Down to the last line, restate the material below exactly.

:: Data in this exercise ::

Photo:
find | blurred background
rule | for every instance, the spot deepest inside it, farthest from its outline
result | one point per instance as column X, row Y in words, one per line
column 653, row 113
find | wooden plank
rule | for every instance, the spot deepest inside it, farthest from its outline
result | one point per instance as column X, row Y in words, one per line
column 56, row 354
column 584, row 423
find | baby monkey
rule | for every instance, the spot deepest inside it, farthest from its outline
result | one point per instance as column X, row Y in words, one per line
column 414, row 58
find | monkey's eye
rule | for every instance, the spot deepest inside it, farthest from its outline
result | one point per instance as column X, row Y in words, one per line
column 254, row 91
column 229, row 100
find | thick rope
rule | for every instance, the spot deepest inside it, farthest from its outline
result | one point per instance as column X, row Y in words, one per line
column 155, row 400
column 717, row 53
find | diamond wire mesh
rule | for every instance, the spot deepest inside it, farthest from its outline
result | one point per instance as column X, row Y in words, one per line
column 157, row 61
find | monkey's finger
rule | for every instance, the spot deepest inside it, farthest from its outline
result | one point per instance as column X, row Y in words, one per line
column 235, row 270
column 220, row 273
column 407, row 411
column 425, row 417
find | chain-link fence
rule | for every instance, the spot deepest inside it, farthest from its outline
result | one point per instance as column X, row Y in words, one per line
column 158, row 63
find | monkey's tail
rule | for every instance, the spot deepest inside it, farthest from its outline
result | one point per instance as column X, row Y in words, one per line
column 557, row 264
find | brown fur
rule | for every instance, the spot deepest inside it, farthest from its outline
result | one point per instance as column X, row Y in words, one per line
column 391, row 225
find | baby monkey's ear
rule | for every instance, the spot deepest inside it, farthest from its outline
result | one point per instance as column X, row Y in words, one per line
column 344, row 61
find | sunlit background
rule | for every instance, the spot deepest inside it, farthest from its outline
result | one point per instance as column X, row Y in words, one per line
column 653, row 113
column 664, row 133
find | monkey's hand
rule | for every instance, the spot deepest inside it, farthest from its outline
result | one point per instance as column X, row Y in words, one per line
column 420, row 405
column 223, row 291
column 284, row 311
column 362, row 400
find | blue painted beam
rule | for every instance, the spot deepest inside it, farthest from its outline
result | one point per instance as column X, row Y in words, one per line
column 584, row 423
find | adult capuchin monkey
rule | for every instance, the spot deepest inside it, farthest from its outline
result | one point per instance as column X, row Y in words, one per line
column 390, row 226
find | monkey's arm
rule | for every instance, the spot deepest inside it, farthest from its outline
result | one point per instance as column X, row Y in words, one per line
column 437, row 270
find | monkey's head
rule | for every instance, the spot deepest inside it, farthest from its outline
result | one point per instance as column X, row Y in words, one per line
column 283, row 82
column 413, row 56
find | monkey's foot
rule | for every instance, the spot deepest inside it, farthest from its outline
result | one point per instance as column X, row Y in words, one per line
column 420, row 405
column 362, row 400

:::

* Solution for this exercise *
Photo:
find | blurred background
rule | for every instance, the spot deepest inside it, farthest from its outline
result | one point per instance as column X, row Y in words, one per line
column 653, row 113
find | wooden plank
rule | for every instance, the spot deepest inside it, farthest from its outline
result | one point per instance as column X, row Y in words, one per line
column 56, row 354
column 584, row 423
find | baby monkey
rule | for every instance, the spot deepest inside it, farthest from its outline
result | one point per instance as column X, row Y in words, one per line
column 414, row 58
find | monkey's eye
rule | for every instance, the spot deepest inside it, farthest from its outline
result | one point per instance as column X, row Y in words, one per line
column 254, row 91
column 229, row 100
find | thick rope
rule | for every instance, the spot deepest inside it, farthest from its outline
result | one point per instance as column X, row Y in words, one per line
column 155, row 400
column 717, row 53
find | diamond wire mesh
rule | for every instance, the spot deepest inside it, farthest from its outline
result | one point per instance as column X, row Y in words, one per line
column 157, row 61
find | monkey's finger
rule | for every instance, the spot deepest inside it, farthest from its outline
result | one point per instance as column X, row Y in words, one per line
column 235, row 270
column 220, row 273
column 407, row 411
column 425, row 417
find | chain-link fence
rule | for every instance, the spot deepest inside it, farthest from its outline
result | one point per instance as column X, row Y in words, one per line
column 158, row 63
find | monkey's tail
rule | for every instance, the spot deepest inside it, farthest from its outline
result | one point per instance as column X, row Y in words, one per line
column 557, row 264
find | brown fur
rule | for every instance, the spot deepest inside it, farthest from its outline
result | one point per instance as column X, row Y in words, one per line
column 391, row 225
find | baby monkey's ear
rule | for every instance, the spot deepest inside it, farthest from its outline
result | one point per instance as column X, row Y in words, one per line
column 344, row 61
find | sunlit background
rule | for every instance, the spot deepest inside it, farthest from its outline
result | one point per instance as column X, row Y in words, one per line
column 653, row 113
column 664, row 133
find | monkey's hand
rule | for every instance, the spot deepest inside it, farthest from its outline
result | one point per instance as column X, row Y in words, one per line
column 420, row 405
column 223, row 291
column 284, row 311
column 362, row 400
find | blue painted beam
rule | for every instance, the spot deepest inside it, farthest from its outline
result | one point per instance as column X, row Y in words, one per line
column 584, row 423
find | adult capuchin monkey
rule | for every instance, the spot deepest inside it, farthest from its outline
result | one point per instance as column X, row Y in words, one per line
column 390, row 226
find | monkey's arm
rule | for every instance, the spot deepest inside it, farthest from its outline
result | one point per instance as column X, row Y in words, one per line
column 437, row 270
find | monkey's head
rule | for every instance, the spot deepest inside it, farthest from its outline
result | one point per instance as column X, row Y in words, one per line
column 283, row 82
column 413, row 56
find | monkey's foot
rule | for every instance, the spot deepest inside it, farthest from its outline
result | one point per instance as column X, row Y in words, one per line
column 420, row 405
column 362, row 400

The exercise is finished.